Instruction a:
Translate this sentence from the interview into Spanish: "Jim Meskauskas is chief strategic officer for Underscore Marketing, a next-generation media and strategy shop founded in May of 2002."

╭─ Document

Underscore Marketing's Jim Meskauskas

Jim Meskauskas is chief strategic officer for Underscore Marketing, a next-generation media and strategy shop founded in May of 2002. Meskauskas started out in traditional media planning for Nestle and Burger King, and has worked as a planner at Left Field and as a Media Supervisor at Hawk Media and at USWeb/CKS. He also was the chief internet strategist and media account director at Mediasmith. A founding board member of the Society for Internet Advancement in San Francisco, Meskauskas also writes for several online publications, including iMediaConnection.

iMedia Connection: What's your biggest frustration these days?

Meskauskas: The biggest frustration these days seems to be a continuing lack of standardization among the top publishers of creative units, both in terms of dimensions and file sizes. There are still so many different ad units on any given page that often times the people representing the sites themselves are confused. Traffic coordinators contacting agencies for required sizes that those at the agency never bought, last minute unit size changes due to site redesign, and general inconsistency among file loads are a regular bane of my existence.

╰─

Instruction b:
Copy out the records below with "blanket" swapped for "quilt" and nothing else changed. Leave the pictures out.

╭─ Records for this exercise

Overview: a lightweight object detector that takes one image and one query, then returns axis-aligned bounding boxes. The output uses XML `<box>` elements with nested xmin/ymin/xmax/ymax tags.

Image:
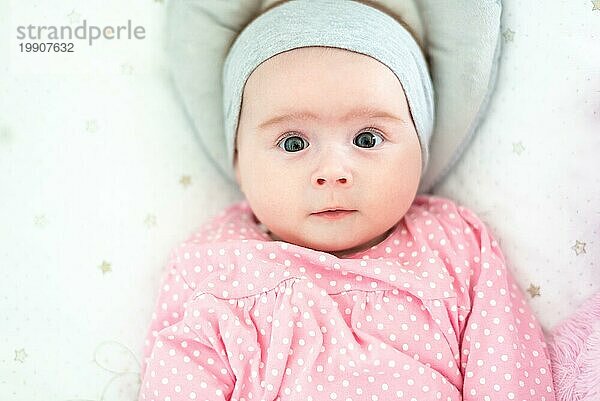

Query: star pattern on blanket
<box><xmin>527</xmin><ymin>283</ymin><xmax>541</xmax><ymax>298</ymax></box>
<box><xmin>98</xmin><ymin>260</ymin><xmax>112</xmax><ymax>275</ymax></box>
<box><xmin>571</xmin><ymin>239</ymin><xmax>584</xmax><ymax>255</ymax></box>
<box><xmin>15</xmin><ymin>348</ymin><xmax>27</xmax><ymax>363</ymax></box>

╰─

Exercise result a:
Jim Meskauskas es director estratégico de Underscore Marketing, una agencia de medios y estrategia de nueva generación fundada en mayo de 2002.

Exercise result b:
Overview: a lightweight object detector that takes one image and one query, then returns axis-aligned bounding boxes. The output uses XML `<box>` elements with nested xmin/ymin/xmax/ymax tags.

Image:

Query: star pattern on quilt
<box><xmin>527</xmin><ymin>283</ymin><xmax>541</xmax><ymax>298</ymax></box>
<box><xmin>98</xmin><ymin>260</ymin><xmax>112</xmax><ymax>275</ymax></box>
<box><xmin>571</xmin><ymin>239</ymin><xmax>584</xmax><ymax>255</ymax></box>
<box><xmin>15</xmin><ymin>348</ymin><xmax>27</xmax><ymax>363</ymax></box>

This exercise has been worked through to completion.